**RECORD SET:**
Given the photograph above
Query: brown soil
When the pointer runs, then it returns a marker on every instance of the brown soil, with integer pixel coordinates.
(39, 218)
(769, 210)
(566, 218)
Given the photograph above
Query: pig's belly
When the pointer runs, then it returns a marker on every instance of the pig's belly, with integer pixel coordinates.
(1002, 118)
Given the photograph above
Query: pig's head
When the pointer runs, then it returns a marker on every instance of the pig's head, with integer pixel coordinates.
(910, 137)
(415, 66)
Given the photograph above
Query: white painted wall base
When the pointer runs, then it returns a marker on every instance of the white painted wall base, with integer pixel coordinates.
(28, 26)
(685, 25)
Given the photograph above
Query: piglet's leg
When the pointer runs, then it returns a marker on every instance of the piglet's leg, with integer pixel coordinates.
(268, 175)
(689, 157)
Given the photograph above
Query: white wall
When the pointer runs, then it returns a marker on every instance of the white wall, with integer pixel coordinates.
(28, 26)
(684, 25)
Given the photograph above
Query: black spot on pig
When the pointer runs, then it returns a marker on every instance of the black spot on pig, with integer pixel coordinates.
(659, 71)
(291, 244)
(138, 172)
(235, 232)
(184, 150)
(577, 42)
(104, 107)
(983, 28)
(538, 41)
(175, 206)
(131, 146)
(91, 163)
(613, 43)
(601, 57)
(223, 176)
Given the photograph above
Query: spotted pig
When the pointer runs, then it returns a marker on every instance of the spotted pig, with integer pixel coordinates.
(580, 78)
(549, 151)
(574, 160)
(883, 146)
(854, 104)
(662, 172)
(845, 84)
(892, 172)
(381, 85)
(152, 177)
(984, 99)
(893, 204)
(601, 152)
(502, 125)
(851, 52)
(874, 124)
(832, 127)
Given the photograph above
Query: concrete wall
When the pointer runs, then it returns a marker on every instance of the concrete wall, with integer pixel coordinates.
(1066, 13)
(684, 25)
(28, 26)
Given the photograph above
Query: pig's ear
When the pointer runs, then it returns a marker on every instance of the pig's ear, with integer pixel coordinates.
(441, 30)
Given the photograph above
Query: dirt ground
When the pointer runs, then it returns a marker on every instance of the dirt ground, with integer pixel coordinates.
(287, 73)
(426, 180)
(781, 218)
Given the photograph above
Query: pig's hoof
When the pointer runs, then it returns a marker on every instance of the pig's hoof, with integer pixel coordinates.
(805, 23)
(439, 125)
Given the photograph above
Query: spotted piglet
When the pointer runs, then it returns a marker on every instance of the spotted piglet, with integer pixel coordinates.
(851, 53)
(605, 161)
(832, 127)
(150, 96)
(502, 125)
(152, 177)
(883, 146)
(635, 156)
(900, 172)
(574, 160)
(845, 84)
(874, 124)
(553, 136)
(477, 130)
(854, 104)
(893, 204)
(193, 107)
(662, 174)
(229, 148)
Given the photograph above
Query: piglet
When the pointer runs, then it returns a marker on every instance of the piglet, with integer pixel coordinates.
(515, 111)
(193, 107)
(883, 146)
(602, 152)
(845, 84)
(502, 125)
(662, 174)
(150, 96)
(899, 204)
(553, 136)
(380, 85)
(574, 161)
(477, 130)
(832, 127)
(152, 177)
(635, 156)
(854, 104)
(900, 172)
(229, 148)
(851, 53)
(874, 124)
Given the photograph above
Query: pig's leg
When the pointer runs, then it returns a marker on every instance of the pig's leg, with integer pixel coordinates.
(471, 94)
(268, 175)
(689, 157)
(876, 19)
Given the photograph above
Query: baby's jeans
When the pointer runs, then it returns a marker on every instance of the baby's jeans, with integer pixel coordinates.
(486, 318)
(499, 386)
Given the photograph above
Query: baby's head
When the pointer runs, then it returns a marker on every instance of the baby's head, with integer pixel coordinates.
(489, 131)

**WRITTEN REQUEST:** Quote the entire listing above exactly.

**IN RESPONSE:**
Given the photograph above
Query: brown soil
When the pointer runs, then it returns a marker on every instance of the brown soil, with integer pixel coordinates.
(39, 218)
(769, 210)
(566, 218)
Given the photograph above
Query: pig's belly
When the pointer runs, then it returns a marker on every instance of the pig's belly, with integer pixel coordinates.
(1002, 118)
Given the photograph above
Query: pig's head
When the pointer runs, then it returns a marker on every instance of the pig's head, with integer pixel coordinates.
(910, 137)
(415, 66)
Given the photograph above
Query: white painted wall base
When the pointer runs, then it returns a marker on every instance of the white painted wall base, with integer pixel coordinates.
(28, 26)
(685, 25)
Given the photograph above
Query: piglet's leg
When the pointer runs, then it returns a marker on every instance of the piglet's leg, with integer pixel coordinates.
(268, 175)
(689, 157)
Given the photograph above
Query: white wall
When the pointer runs, then it returns a marker on every instance of the white wall, with integer pixel coordinates.
(28, 26)
(684, 25)
Given the photograph above
Query: black spot on pig
When the pointer runs, then it returns a marker on every instance of the black spot on pig, with integer pixel coordinates.
(659, 71)
(291, 244)
(138, 172)
(235, 232)
(184, 150)
(577, 42)
(104, 107)
(983, 28)
(538, 41)
(175, 206)
(131, 146)
(91, 163)
(613, 43)
(601, 57)
(223, 176)
Given the photograph above
Query: spotted pig
When the pointer runs, then it returns a marker on every instance of the spotted pig, with integer pixel coordinates.
(580, 78)
(549, 151)
(574, 160)
(883, 146)
(854, 104)
(662, 172)
(845, 84)
(892, 172)
(381, 85)
(152, 177)
(984, 99)
(893, 204)
(601, 152)
(502, 125)
(851, 52)
(874, 124)
(832, 127)
Given the photograph above
Query: concrete wall
When the pointer runs, then it returns a marker on every instance of the concrete wall, with integer pixel coordinates.
(1066, 13)
(684, 25)
(28, 26)
Given the photograph above
Query: pig's ear
When the pointer runs, then it returns a marker on every instance of the pig's ear, with integer pixel coordinates.
(441, 30)
Given the photograph above
Query: dirt ground
When the pointer runs, then it returns a marker on every instance of the dirt ground, with integer pixel coordinates.
(287, 73)
(426, 180)
(781, 218)
Given the photograph above
Query: pig's hoof
When the pointer runs, then it returns a marker on every instance of the pig's hoof, with integer pixel coordinates.
(805, 23)
(439, 125)
Given the photograph above
Query: spotted piglet
When the pointer runs, then it returns a marker on every instance of the spotted piglet, with integer pixel coordinates.
(851, 53)
(605, 161)
(832, 127)
(150, 96)
(502, 125)
(152, 177)
(883, 146)
(635, 156)
(900, 172)
(574, 160)
(845, 84)
(874, 124)
(553, 136)
(477, 130)
(854, 104)
(893, 204)
(193, 107)
(662, 174)
(229, 148)
Given the photograph above
Query: piglet
When the pointer runs, then it returns a marker on every instance of the piglet, with integer pixel coordinates.
(515, 111)
(193, 107)
(883, 146)
(602, 152)
(845, 84)
(502, 125)
(662, 174)
(150, 96)
(899, 204)
(553, 136)
(380, 85)
(574, 161)
(477, 130)
(832, 127)
(152, 177)
(635, 156)
(854, 104)
(900, 172)
(229, 148)
(851, 53)
(874, 124)
Given the photograph above
Query: pig's leg
When the pointer runs, then it returns a marker on every instance of the pig's leg, with integer pixel coordinates.
(471, 94)
(268, 175)
(689, 157)
(876, 19)
Given the photograph above
Query: baby's jeans
When the pointer runs, then it returns a marker on every instance of the baby's jeans, with integer pixel coordinates.
(486, 318)
(499, 386)
Given the photograph above
Query: baby's head
When the pointer runs, then it returns a marker on every instance of the baby's head, with integer pixel coordinates.
(489, 131)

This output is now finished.